Instructions:
(1) Rewrite the paragraph of the practice problem text that begins "You must implement the following transformations" as a short list that keeps its main facts.
(2) Please echo the stretch of the practice problem text from "I put together" through "is called: enqueue(msg)" word for word.

** START OF Text **

I put together this code as part of a practice problem. The instructions for the program are to accept JSON messages, transform the messages and then dispatch them to the right queue according to a series of rules.
The message service must accept messages when the following method is called: enqueue(msg)
. It must provide a single method that returns the next message for the queue with the number queue_number
.
Transformation Rules
You must implement the following transformations on input messages. These rules must be applied in order, using the transformed output in later steps. Multiple rules may apply to a single tuple.
- You must string-reverse any string value in the message that contains the exact string Mootium. For instance,
{"company": "Mootium, Inc.", "agent": "007"}
changes to{"company": ".cnI ,muitooM", "agent": "007"}
.- You must replace any integer values with the value produced by computing the bitwise negation of that integer's value. For instance,
{"value": 512}
changes to{"value": -513}
- You must add a field hash to any message that has a field
_hash
. The value of_hash
may be the name of another field. The value of your new field hash must contain the base64-encoded SHA-256 digest of the UTF-8-encoded value of that field. You may assume that the value you're given to hash is a string. If a hash field already exists in the message and the value is different to the computed hash value, then an exception should be thrown.Transformation rules, except the hash rule, must ignore the values of "private" fields whose names begin with an underscore (
_
).Dispatch Rules
There are five output queues, numbered 0 through 4.
You must implement the following "dispatch" rules to decide which queue gets a message. These rules must be applied in order; the first rule that matches is the one you should use.

** END OF Text **
** START OF Information given **

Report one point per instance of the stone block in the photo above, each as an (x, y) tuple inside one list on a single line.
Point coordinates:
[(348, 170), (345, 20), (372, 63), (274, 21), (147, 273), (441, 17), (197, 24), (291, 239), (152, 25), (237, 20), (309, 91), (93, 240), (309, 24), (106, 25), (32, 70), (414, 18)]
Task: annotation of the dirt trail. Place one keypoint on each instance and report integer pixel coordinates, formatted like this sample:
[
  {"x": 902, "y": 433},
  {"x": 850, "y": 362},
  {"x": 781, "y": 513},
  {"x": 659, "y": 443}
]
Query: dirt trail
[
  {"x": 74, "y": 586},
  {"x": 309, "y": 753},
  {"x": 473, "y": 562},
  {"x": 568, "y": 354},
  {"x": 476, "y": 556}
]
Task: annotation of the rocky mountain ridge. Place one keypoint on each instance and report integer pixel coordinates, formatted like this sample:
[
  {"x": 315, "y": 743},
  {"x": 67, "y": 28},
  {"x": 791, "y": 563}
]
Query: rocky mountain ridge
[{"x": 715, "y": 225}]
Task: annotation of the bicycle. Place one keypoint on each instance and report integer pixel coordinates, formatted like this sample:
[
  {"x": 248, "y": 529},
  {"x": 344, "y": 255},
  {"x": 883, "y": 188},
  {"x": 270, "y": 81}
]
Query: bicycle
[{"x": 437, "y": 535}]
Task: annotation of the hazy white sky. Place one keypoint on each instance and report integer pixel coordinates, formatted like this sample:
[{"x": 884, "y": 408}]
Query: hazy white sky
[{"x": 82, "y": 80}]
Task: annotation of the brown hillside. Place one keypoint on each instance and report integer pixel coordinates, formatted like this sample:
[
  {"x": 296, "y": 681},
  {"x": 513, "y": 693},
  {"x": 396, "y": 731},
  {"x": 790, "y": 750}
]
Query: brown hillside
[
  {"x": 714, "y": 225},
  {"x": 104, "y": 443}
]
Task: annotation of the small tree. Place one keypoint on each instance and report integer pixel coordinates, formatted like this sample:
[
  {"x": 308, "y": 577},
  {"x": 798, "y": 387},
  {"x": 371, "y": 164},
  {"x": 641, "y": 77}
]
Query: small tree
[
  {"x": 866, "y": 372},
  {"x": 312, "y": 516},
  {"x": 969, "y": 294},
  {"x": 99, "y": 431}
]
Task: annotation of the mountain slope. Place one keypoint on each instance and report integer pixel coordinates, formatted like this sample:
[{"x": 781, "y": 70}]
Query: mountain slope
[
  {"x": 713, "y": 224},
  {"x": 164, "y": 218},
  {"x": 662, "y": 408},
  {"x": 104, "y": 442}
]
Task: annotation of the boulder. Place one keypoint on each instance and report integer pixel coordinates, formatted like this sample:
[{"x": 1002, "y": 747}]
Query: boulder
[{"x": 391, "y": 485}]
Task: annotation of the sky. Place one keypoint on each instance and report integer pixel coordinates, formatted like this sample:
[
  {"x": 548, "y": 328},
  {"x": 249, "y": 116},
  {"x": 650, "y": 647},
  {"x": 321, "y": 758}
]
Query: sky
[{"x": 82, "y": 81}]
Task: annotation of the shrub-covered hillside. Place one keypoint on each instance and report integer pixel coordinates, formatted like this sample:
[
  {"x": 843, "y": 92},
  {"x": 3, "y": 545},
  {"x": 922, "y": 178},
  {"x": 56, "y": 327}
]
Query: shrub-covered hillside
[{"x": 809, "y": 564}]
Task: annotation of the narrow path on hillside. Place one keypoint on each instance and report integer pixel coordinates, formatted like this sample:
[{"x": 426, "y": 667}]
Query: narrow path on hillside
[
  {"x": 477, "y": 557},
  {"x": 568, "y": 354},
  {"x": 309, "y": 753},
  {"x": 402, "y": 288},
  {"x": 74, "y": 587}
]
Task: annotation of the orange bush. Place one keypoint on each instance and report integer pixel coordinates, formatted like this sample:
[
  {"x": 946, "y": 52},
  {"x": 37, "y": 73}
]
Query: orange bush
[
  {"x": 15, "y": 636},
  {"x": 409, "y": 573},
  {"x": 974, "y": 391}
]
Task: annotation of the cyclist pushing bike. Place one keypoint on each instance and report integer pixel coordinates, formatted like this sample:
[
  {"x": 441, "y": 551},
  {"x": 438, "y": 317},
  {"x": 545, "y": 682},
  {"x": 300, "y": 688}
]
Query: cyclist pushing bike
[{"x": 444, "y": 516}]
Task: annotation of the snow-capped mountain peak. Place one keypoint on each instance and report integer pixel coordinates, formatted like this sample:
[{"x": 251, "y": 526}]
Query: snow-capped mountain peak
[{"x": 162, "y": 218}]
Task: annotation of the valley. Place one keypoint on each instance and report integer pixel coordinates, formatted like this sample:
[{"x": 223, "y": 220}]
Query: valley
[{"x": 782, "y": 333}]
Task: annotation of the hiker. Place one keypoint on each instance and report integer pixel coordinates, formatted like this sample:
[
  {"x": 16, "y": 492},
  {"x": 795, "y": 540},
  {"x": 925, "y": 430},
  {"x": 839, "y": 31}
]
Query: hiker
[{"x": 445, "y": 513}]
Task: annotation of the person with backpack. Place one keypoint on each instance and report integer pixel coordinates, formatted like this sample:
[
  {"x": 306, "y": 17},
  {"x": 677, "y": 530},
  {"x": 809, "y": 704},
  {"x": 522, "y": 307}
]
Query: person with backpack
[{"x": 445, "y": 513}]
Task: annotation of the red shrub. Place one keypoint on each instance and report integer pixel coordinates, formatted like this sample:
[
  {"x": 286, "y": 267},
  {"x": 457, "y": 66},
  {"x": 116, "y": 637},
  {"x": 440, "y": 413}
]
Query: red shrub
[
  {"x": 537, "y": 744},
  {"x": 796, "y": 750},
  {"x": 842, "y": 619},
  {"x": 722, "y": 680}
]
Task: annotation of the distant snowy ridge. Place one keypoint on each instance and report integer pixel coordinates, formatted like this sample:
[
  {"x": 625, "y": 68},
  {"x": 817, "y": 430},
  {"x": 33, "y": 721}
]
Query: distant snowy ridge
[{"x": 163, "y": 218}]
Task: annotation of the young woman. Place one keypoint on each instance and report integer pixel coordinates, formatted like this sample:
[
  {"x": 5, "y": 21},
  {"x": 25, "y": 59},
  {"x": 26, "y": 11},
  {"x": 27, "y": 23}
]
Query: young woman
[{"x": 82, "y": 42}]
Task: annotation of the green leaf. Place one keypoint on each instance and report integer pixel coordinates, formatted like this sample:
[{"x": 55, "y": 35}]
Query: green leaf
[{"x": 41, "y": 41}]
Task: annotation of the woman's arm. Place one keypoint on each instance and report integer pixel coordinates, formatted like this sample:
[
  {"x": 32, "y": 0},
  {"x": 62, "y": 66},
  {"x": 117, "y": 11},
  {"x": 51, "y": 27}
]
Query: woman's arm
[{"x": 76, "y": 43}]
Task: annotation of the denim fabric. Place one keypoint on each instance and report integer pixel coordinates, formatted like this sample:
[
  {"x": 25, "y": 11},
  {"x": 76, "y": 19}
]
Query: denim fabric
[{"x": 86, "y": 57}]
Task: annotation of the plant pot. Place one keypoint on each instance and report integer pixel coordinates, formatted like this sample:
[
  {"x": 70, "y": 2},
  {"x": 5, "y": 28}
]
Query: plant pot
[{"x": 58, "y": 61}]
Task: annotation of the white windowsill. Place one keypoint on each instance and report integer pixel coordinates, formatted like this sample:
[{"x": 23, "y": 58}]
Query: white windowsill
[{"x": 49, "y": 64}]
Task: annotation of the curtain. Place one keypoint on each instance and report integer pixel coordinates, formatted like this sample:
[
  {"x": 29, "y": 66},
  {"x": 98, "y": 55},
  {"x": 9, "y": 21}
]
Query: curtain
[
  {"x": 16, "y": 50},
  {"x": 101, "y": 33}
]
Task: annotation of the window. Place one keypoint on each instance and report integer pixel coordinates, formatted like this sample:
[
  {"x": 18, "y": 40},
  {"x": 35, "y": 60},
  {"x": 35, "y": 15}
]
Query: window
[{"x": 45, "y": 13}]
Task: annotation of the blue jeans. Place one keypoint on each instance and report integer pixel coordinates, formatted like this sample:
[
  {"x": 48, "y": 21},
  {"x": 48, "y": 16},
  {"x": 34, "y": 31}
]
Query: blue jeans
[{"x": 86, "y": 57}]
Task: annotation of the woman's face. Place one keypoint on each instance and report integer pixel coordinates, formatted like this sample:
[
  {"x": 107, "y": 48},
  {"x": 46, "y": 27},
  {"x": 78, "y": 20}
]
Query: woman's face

** END OF Information given **

Results of the exercise:
(1)
- The listed transformations must be implemented on input messages.
- The rules are applied in order, with each step using the transformed output from earlier steps.
- More than one rule may apply to a single tuple.

(2)
I put together this code as part of a practice problem. The instructions for the program are to accept JSON messages, transform the messages and then dispatch them to the right queue according to a series of rules.
The message service must accept messages when the following method is called: enqueue(msg)